QUESTIONS TO ANSWER →
• 1. According to the passage about Philip M. Parker, how many books has he generated?
• 2. In the passage about Philip M. Parker, repeat everything from "Oh, and there" down to "for 144 pages).".

Oh, and there is all that stuff in the middle, too. The writing.
Philip M. Parker seems to have licked that problem. Parker has generated more than 200,000 books, as an advanced search on Amazon.com under his publishing company shows, making him, in his own words, “the most published author in the history of the planet.” And he makes money doing it.
Among the books published under his name are The Official Patient’s Sourcebook on Acne Rosacea ($24.95 and 168 pages long); Stickler Syndrome: A Bibliography and Dictionary for Physicians, Patients and Genome Researchers ($28.95 for 126 pages); and The 2007-2012 Outlook for Tufted Washable Scatter Rugs, Bathmats and Sets That Measure 6-Feet by 9-Feet or Smaller in India ($495 for 144 pages).
If this sounds like cheating to the layman’s ear, it does not to Parker, who holds some provocative—and apparently profitable—ideas on what constitutes a book. While the most popular of his books may sell hundreds of copies, he said, many have sales in the dozens, often to medical libraries collecting nearly everything he produces. He has extended his technique to crossword puzzles, rudimentary poetry and even to scripts for animated game shows. And he is laying the groundwork for romance novels generated by new algorithms.

Stored data entries →
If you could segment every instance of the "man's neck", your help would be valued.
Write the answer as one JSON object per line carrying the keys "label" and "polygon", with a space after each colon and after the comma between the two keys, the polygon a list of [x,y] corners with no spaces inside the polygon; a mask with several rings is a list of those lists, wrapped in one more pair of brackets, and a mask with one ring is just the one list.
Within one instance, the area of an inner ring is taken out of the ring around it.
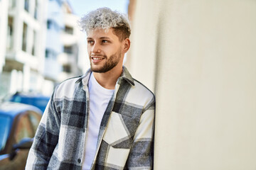
{"label": "man's neck", "polygon": [[114,89],[118,78],[121,76],[122,67],[118,69],[110,70],[105,73],[92,72],[97,81],[107,89]]}

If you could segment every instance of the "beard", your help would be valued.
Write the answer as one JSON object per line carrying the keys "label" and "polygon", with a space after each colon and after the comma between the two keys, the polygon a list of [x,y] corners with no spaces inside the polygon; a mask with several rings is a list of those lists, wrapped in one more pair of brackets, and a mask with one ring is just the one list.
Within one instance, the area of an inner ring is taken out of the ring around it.
{"label": "beard", "polygon": [[97,73],[105,73],[113,69],[117,65],[120,60],[121,50],[119,50],[114,55],[110,55],[110,57],[107,57],[106,55],[102,56],[105,57],[105,60],[106,60],[106,62],[105,64],[101,67],[93,67],[93,65],[92,64],[92,62],[90,62],[90,67],[92,72]]}

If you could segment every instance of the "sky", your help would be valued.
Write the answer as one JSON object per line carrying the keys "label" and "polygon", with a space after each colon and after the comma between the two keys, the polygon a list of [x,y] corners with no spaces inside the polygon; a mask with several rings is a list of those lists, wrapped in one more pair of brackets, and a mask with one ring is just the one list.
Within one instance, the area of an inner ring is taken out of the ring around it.
{"label": "sky", "polygon": [[75,14],[80,17],[100,7],[109,7],[127,13],[129,0],[68,0]]}

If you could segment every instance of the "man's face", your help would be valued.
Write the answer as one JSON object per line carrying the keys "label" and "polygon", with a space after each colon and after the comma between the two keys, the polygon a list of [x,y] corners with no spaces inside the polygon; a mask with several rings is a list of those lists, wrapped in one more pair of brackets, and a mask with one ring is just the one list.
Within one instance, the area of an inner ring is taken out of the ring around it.
{"label": "man's face", "polygon": [[107,33],[97,29],[87,34],[87,50],[94,72],[104,73],[117,64],[122,65],[123,43],[113,34],[112,28]]}

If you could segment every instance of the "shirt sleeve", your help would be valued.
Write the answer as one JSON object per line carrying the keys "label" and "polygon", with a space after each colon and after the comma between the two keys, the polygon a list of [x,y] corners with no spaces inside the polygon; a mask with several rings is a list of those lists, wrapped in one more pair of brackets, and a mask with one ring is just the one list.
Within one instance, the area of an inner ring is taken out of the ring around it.
{"label": "shirt sleeve", "polygon": [[127,162],[129,169],[153,169],[155,99],[141,116]]}
{"label": "shirt sleeve", "polygon": [[54,94],[46,106],[36,130],[26,169],[46,169],[58,143],[60,119],[55,108]]}

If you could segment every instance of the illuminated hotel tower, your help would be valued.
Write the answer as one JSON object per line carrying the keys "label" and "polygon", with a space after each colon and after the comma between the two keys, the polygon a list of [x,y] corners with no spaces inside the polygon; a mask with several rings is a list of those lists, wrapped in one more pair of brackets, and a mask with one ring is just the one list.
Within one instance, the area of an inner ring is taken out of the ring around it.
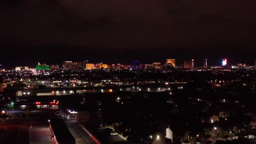
{"label": "illuminated hotel tower", "polygon": [[176,65],[176,63],[175,62],[175,59],[166,59],[166,64],[171,63],[173,65],[173,67],[175,68]]}
{"label": "illuminated hotel tower", "polygon": [[205,59],[203,61],[203,67],[204,68],[207,68],[207,67],[208,67],[207,59]]}

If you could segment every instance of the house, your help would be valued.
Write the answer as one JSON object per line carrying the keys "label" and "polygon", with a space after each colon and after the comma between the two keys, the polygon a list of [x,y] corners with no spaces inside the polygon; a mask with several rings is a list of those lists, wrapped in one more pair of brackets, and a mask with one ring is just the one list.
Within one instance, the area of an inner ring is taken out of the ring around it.
{"label": "house", "polygon": [[209,123],[213,123],[219,121],[219,116],[214,115],[209,118]]}

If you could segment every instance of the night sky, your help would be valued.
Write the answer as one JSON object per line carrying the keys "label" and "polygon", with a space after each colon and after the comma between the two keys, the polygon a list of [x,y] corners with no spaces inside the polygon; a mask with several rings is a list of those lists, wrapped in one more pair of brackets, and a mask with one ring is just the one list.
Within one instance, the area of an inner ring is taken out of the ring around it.
{"label": "night sky", "polygon": [[256,60],[255,0],[1,0],[0,63]]}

ANSWERS BELOW →
• 1. More than 200,000 books.

• 2.
Oh, and there is all that stuff in the middle, too. The writing.
Philip M. Parker seems to have licked that problem. Parker has generated more than 200,000 books, as an advanced search on Amazon.com under his publishing company shows, making him, in his own words, “the most published author in the history of the planet.” And he makes money doing it.
Among the books published under his name are The Official Patient’s Sourcebook on Acne Rosacea ($24.95 and 168 pages long); Stickler Syndrome: A Bibliography and Dictionary for Physicians, Patients and Genome Researchers ($28.95 for 126 pages); and The 2007-2012 Outlook for Tufted Washable Scatter Rugs, Bathmats and Sets That Measure 6-Feet by 9-Feet or Smaller in India ($495 for 144 pages).